### What the exercise asks
According to the blog post below on pregnancy and hospital employment, why can figuring out which pregnancy benefits apply be challenging for a pregnant hospital employee? Answer in one to three sentences.

*** Passage for review

If you are a hospital employee and are pregnant or might become pregnant, this blog post is for you. Pregnancy could affect all stages of your employment, from hiring and firing to job assignments to post-birth time with your child. It is critical to know what your options are and how the law can protect you.
Both federal and California laws include provisions that protect pregnant women in the workplace. Figuring out which benefits apply can be challenging, however, because both California and federal laws apply. Determining how to obtain maximum benefits under both sets of laws often requires the help of an employment law attorney or other specialist.
Working in a hospital can be extremely stressful. It can also require heavy work, such as lifting and turning patients. Such workplace conditions can be challenging or even harmful, depending on one’s medical condition. For example, if a doctor advises you to stop lifting for the duration of your pregnancy, your employer must accommodate your health-related needs. If your health care job involves working with radiation or highly toxic substances that could harm your baby, the hospital or clinic must permit you to change your job duties under most circumstances.
Federal Laws About Pregnancy and the Workplace
Here are some features of federal law that apply to expectant mothers. Note that federal laws generally do not require that an employer offer paid leave. These laws mostly provide for job protection while an employee is on leave because of pregnancy or related conditions.
The Family and Medical Leave Act (FMLA), passed in 1993, allows eligible employees (those who work for companies with 50 or more employees) to take up to 12 weeks of unpaid leave annually for “covered events” that include pregnancy and time after the birth to bond with and care for the baby. However, there are other criteria for eligibility, such as number of hours worked by an employee. It is important to check to be sure that your workplace qualifies. Maternity benefits under the FMLA also apply to the adoption or foster-care placement of a child.

******
*** Provided material

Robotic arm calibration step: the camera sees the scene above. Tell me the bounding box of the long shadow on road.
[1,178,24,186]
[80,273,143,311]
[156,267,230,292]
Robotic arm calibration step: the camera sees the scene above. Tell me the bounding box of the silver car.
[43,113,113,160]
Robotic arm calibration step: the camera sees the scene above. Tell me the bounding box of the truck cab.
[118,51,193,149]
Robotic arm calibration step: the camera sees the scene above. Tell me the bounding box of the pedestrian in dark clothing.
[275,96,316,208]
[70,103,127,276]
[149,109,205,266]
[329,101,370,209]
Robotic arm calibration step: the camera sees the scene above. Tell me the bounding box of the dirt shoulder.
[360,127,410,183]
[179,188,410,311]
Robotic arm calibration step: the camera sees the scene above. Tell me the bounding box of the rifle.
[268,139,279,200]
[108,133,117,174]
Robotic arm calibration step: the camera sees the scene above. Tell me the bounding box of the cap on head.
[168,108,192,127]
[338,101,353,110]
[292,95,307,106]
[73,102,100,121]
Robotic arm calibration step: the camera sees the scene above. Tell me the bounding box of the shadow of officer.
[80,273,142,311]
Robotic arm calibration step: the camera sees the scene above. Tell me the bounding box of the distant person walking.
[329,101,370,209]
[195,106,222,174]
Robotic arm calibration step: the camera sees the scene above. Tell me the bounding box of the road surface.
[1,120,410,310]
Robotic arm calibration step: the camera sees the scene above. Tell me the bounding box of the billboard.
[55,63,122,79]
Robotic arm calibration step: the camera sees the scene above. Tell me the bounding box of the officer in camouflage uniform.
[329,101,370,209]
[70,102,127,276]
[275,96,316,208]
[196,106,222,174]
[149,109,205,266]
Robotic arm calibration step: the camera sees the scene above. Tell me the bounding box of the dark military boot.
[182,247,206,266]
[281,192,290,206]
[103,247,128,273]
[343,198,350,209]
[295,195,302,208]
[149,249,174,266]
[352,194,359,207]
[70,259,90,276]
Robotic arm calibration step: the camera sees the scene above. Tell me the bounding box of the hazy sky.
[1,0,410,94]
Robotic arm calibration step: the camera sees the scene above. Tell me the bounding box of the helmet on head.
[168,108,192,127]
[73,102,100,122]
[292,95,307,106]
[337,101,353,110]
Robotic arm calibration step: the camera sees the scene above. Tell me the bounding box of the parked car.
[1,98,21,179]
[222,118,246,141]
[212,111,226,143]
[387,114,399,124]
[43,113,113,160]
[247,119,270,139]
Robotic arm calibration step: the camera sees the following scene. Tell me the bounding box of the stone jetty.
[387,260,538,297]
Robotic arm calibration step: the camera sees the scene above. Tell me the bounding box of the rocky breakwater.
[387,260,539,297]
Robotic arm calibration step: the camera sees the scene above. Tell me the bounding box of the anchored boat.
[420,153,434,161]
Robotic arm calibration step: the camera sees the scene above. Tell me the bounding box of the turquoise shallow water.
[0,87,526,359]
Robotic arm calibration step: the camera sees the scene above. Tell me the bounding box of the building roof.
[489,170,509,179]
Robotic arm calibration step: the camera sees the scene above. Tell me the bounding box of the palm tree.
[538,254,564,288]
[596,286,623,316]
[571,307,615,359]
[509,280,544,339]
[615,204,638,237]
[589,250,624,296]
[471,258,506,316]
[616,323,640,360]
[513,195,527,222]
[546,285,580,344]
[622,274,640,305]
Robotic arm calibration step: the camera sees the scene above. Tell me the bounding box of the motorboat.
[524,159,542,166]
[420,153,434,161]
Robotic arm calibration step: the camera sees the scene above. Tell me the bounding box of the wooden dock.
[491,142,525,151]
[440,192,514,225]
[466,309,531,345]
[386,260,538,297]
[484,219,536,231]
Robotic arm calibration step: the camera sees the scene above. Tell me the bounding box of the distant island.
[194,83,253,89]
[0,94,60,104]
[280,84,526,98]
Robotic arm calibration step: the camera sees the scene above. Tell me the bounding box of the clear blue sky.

******

### Answer to this task
It can be challenging because both California and federal laws apply. Getting the maximum benefits under both sets of laws often requires help from an employment law attorney or another specialist.